Dataset records
★ ★ ★

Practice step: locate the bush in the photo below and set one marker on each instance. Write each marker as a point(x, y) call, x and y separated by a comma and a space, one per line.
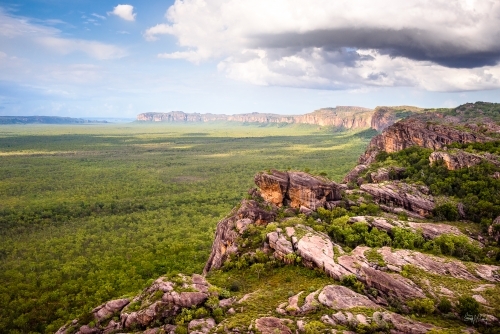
point(467, 307)
point(407, 239)
point(421, 306)
point(314, 327)
point(446, 211)
point(444, 305)
point(352, 282)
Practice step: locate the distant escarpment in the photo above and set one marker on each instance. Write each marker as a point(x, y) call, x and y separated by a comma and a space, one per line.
point(339, 117)
point(44, 120)
point(409, 243)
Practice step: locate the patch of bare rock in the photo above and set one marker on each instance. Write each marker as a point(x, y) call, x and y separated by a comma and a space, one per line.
point(399, 194)
point(297, 189)
point(164, 299)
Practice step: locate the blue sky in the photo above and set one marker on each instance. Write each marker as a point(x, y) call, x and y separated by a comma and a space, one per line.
point(118, 59)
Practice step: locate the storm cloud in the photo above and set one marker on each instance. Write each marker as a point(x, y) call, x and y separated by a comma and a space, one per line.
point(434, 45)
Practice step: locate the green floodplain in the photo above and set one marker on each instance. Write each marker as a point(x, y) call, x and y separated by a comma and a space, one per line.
point(90, 213)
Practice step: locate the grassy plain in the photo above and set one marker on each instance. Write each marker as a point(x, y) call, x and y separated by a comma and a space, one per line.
point(93, 212)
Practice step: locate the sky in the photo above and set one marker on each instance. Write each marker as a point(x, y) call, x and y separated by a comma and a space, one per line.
point(118, 59)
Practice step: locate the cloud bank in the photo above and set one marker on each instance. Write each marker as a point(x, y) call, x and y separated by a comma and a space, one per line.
point(125, 12)
point(439, 45)
point(15, 31)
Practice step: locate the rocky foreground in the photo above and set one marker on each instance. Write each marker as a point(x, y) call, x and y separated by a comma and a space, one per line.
point(395, 279)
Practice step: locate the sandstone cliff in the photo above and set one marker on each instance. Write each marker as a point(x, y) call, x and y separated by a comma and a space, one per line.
point(416, 132)
point(339, 117)
point(382, 257)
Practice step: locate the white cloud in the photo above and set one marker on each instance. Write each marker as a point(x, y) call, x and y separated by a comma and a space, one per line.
point(438, 45)
point(99, 16)
point(94, 49)
point(125, 12)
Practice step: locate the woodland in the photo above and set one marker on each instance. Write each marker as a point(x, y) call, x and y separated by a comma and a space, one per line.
point(94, 212)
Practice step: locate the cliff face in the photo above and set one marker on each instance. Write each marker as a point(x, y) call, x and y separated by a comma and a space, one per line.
point(339, 117)
point(294, 218)
point(416, 132)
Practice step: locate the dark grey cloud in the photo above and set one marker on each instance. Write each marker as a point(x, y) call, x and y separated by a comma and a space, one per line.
point(417, 44)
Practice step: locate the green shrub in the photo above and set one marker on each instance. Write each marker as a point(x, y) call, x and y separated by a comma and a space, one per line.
point(352, 282)
point(314, 327)
point(444, 305)
point(421, 306)
point(446, 211)
point(467, 307)
point(404, 238)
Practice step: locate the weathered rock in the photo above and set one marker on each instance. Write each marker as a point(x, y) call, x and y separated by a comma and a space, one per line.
point(272, 325)
point(296, 189)
point(316, 250)
point(432, 231)
point(227, 302)
point(416, 132)
point(431, 264)
point(341, 298)
point(226, 234)
point(456, 159)
point(494, 229)
point(386, 174)
point(405, 325)
point(429, 230)
point(341, 117)
point(488, 272)
point(108, 309)
point(185, 299)
point(201, 326)
point(403, 195)
point(88, 330)
point(354, 174)
point(281, 245)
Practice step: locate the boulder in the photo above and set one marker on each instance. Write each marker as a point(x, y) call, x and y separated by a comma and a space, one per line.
point(417, 132)
point(386, 174)
point(272, 325)
point(354, 174)
point(494, 230)
point(201, 326)
point(455, 160)
point(296, 189)
point(409, 197)
point(339, 297)
point(231, 227)
point(108, 309)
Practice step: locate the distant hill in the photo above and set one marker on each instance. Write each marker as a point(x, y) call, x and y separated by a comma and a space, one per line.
point(44, 120)
point(341, 117)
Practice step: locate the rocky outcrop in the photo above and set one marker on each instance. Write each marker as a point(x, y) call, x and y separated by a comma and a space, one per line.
point(355, 174)
point(380, 320)
point(386, 174)
point(339, 117)
point(272, 325)
point(412, 198)
point(297, 189)
point(383, 117)
point(458, 159)
point(161, 301)
point(416, 132)
point(494, 229)
point(231, 227)
point(314, 248)
point(201, 326)
point(429, 230)
point(339, 297)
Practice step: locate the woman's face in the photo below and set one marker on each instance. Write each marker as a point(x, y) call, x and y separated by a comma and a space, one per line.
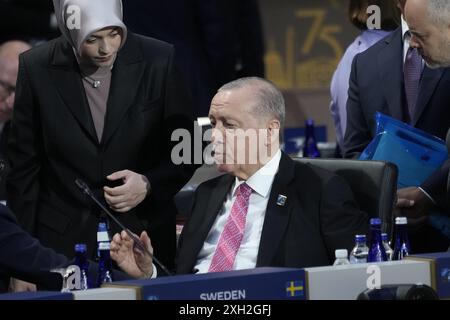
point(100, 48)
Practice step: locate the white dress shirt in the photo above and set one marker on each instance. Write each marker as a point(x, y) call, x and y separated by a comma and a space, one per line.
point(261, 184)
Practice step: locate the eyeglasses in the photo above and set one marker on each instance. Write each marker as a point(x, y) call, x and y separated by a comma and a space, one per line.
point(6, 90)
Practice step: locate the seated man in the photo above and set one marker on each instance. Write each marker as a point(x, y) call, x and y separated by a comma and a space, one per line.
point(23, 257)
point(268, 210)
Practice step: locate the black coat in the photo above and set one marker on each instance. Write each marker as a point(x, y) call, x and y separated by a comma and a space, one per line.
point(23, 257)
point(320, 216)
point(53, 142)
point(216, 41)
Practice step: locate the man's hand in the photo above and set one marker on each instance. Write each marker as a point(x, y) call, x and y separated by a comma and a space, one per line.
point(129, 258)
point(413, 204)
point(16, 285)
point(127, 196)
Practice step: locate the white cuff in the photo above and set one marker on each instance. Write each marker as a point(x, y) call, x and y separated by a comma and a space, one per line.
point(428, 196)
point(155, 272)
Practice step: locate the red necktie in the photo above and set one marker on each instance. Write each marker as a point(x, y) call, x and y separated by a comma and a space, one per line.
point(412, 73)
point(233, 232)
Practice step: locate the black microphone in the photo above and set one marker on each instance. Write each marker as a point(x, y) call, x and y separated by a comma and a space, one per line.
point(137, 242)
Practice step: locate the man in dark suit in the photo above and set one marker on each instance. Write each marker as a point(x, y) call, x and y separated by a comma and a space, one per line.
point(98, 104)
point(267, 210)
point(23, 257)
point(9, 67)
point(428, 21)
point(379, 81)
point(215, 41)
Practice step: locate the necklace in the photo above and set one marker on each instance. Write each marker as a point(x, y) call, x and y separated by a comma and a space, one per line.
point(95, 83)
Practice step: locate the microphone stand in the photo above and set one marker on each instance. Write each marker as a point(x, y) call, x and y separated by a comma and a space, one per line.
point(137, 242)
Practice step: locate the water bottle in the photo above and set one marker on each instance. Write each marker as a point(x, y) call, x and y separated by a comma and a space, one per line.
point(82, 262)
point(401, 245)
point(310, 149)
point(341, 257)
point(104, 263)
point(387, 247)
point(102, 234)
point(360, 251)
point(376, 248)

★ ★ ★

(Goal of the exercise)
Set down the entries above word for word, but drop any image.

(Expected output)
Practice step: locate the bush in the photo below and set one marker on each instance. Write each marker as a point(x, y) call, x and y separated by a comma and a space, one per line.
point(467, 307)
point(407, 239)
point(421, 306)
point(314, 327)
point(446, 211)
point(444, 305)
point(352, 282)
Practice step: locate the distant escarpment in the photo above and set one marker on each instance. Write each marker as a point(x, y) call, x and y separated by a comma and a space, one per line.
point(339, 117)
point(44, 120)
point(409, 243)
Practice step: locate the patch of bare rock in the photo above and set one marker on each instance. Write each marker as a point(x, y) call, x and y separated by a comma and a space, one per line.
point(399, 194)
point(297, 189)
point(164, 299)
Practice step: locate the blue sky in the photo above and set one marker on each instance. Write each marker as a point(x, y) call, x and y separated by a comma and a space, one per line.
point(118, 59)
Practice step: locate the storm cloud in the photo above and set one marker on each instance. Write each marker as a point(x, y) call, x and y separated by a comma and a space, one per line.
point(434, 45)
Practice step: locate the green floodplain in the photo above and set one marker on each instance. Write each marker as a point(x, y) call, x and y separated by a comma and a space, one per line.
point(90, 213)
Practice step: locate the grassy plain in the photo above and set one marker on each instance. Write each marker as a point(x, y) call, x and y separated by a comma and a space, one per line.
point(93, 212)
Practice step: locate the sky in the photo above and set one marker on each instance. Write each marker as a point(x, y) call, x and y separated by a comma and a space, one per line.
point(118, 59)
Practice step: locate the cloud bank in the photo above and set one marker on each instance. Write each marker as a point(x, y) call, x and y separated by a comma and a space, one per line.
point(125, 12)
point(439, 45)
point(15, 31)
Practice step: locate the rocky foreground in the photo above and set one marker on each instance. Write each marker as a point(x, y) call, x and y separated by a comma and a space, one per line.
point(395, 279)
Practice step: locate the sandstone cliff in the photo above and set one marker on each instance. Write each marker as a point(x, y) call, x and y separated by a comma and a space, one per line.
point(416, 132)
point(339, 117)
point(382, 257)
Practice step: locate the white cloud in the photo above and set one marker on each instance. Write each marker as a point(x, y) call, x and y separated by a comma and a space, one per line.
point(438, 45)
point(99, 16)
point(94, 49)
point(125, 12)
Practice step: locate the woodland in the photo above and set one marker on each instance. Write each marker as a point(x, y) call, x and y separated by a comma and a space, one per line.
point(94, 212)
Practice step: locate the cliff face in the photo above and set one marker on each instance. Write each marker as a point(x, y) call, x and y separated by a comma and a space, one per line.
point(339, 117)
point(294, 218)
point(416, 132)
Practice step: locate the dark grey cloud in the photo above and set one marker on each instance. Write each marker as a point(x, y) call, x and y separated by a comma and a space, one per line.
point(417, 44)
Practice step: locate the green shrub in the photo above and set one marker on each instance. Write each marker as a point(x, y) call, x and y separated by a comma and a space, one per line.
point(352, 282)
point(314, 327)
point(444, 305)
point(421, 306)
point(446, 211)
point(467, 307)
point(404, 238)
Practice step: locate the weathered rock in the photo above and set one marker on each instance. Write each marker as a point(x, y) call, x and y separated by a comma and a space, one per line.
point(272, 325)
point(296, 189)
point(316, 250)
point(432, 231)
point(227, 302)
point(416, 132)
point(431, 264)
point(341, 298)
point(226, 234)
point(456, 159)
point(494, 229)
point(386, 174)
point(405, 325)
point(429, 230)
point(341, 117)
point(488, 272)
point(108, 309)
point(185, 299)
point(201, 326)
point(403, 195)
point(88, 330)
point(354, 174)
point(281, 245)
Practice step: locate the boulder in the photo above and set one marker on each instance. Write each marker as a point(x, y) call, x and y separated by a comma and a space, one per line.
point(417, 132)
point(386, 174)
point(272, 325)
point(354, 174)
point(494, 230)
point(201, 326)
point(455, 160)
point(296, 189)
point(409, 197)
point(339, 297)
point(231, 227)
point(108, 309)
Practice step: locate the distant hill in the photo above and set one marker on each instance. Write each marker as a point(x, y) call, x and y separated by a comma and a space, one per line.
point(44, 120)
point(341, 117)
Practice step: locate the rocky outcrop in the photo above and set one marker on each instance. Write each marker as a point(x, y) call, x and y separated by a comma and a space, one per line.
point(355, 174)
point(380, 320)
point(386, 174)
point(339, 117)
point(272, 325)
point(412, 198)
point(297, 189)
point(383, 117)
point(458, 159)
point(161, 301)
point(416, 132)
point(494, 229)
point(231, 227)
point(314, 248)
point(201, 326)
point(429, 230)
point(339, 297)
Practice step: locate the woman's face in the photo below and set one marker on each instance. Write each marker as a point(x, y) call, x and y separated by a comma and a space, one per line.
point(100, 48)
Practice step: locate the white dress shirt in the photo above and set one marker on each instance. Write each marker as a point(x, y) call, x and y separated by a comma and a space, one per line.
point(261, 184)
Practice step: locate the eyeglasses in the photo above and set one marker on each instance. Write each marker as a point(x, y) call, x and y separated by a comma and a space, one per line.
point(6, 90)
Practice step: locate the seated man in the photo above and set one marker on each instance. Write each marker as a point(x, y) call, x and y separated by a comma and a space, one per line.
point(23, 257)
point(268, 210)
Practice step: locate the black coat in the photo above and set one marker on each instance. Write each marker as a point(x, y) call, x and y separated by a comma and a space, one per line.
point(23, 257)
point(320, 216)
point(53, 142)
point(216, 41)
Practice step: locate the man's hand in the photo above and set one marker on each instance. Write each marker as a point(x, y) call, x and y separated by a comma and a space, one per line.
point(129, 258)
point(413, 204)
point(16, 285)
point(127, 196)
Practice step: locate the white cuff in the photo above and set one marker on each instance. Write each marker as a point(x, y) call, x and y separated by a comma and a space, one per line.
point(428, 196)
point(155, 272)
Practice step: locate the red necktie in the photo above and set one marker on each instance. Write each marker as a point(x, y) call, x and y separated by a comma and a space, one per line.
point(412, 73)
point(233, 232)
Practice step: locate the black microphone in the photo above and set one marker on each instance. Write each marker as a point(x, y) call, x and y separated by a comma and a space, one per line.
point(137, 242)
Practice step: locate the man in dark suit in the photo above and set one marker on each instance. Write each marker as a point(x, y) call, x and y separated by a comma and a space, one per line.
point(98, 104)
point(267, 210)
point(23, 257)
point(9, 67)
point(428, 21)
point(379, 81)
point(215, 41)
Practice step: locate the necklace in the photo above and set one marker on each instance. Write each marker as a point(x, y) call, x and y separated by a comma and a space, one per line.
point(95, 83)
Practice step: locate the microphone stand in the photo above and set one marker on each instance. Write each marker as a point(x, y) call, x and y separated by a comma and a space, one per line.
point(137, 242)
Practice step: locate the water bottle in the photo above and set one marker on each instance. Write each marker as a point(x, y) call, x and y separated by a comma and a space, one per line.
point(82, 262)
point(401, 245)
point(310, 149)
point(341, 257)
point(104, 263)
point(387, 247)
point(102, 234)
point(360, 251)
point(376, 248)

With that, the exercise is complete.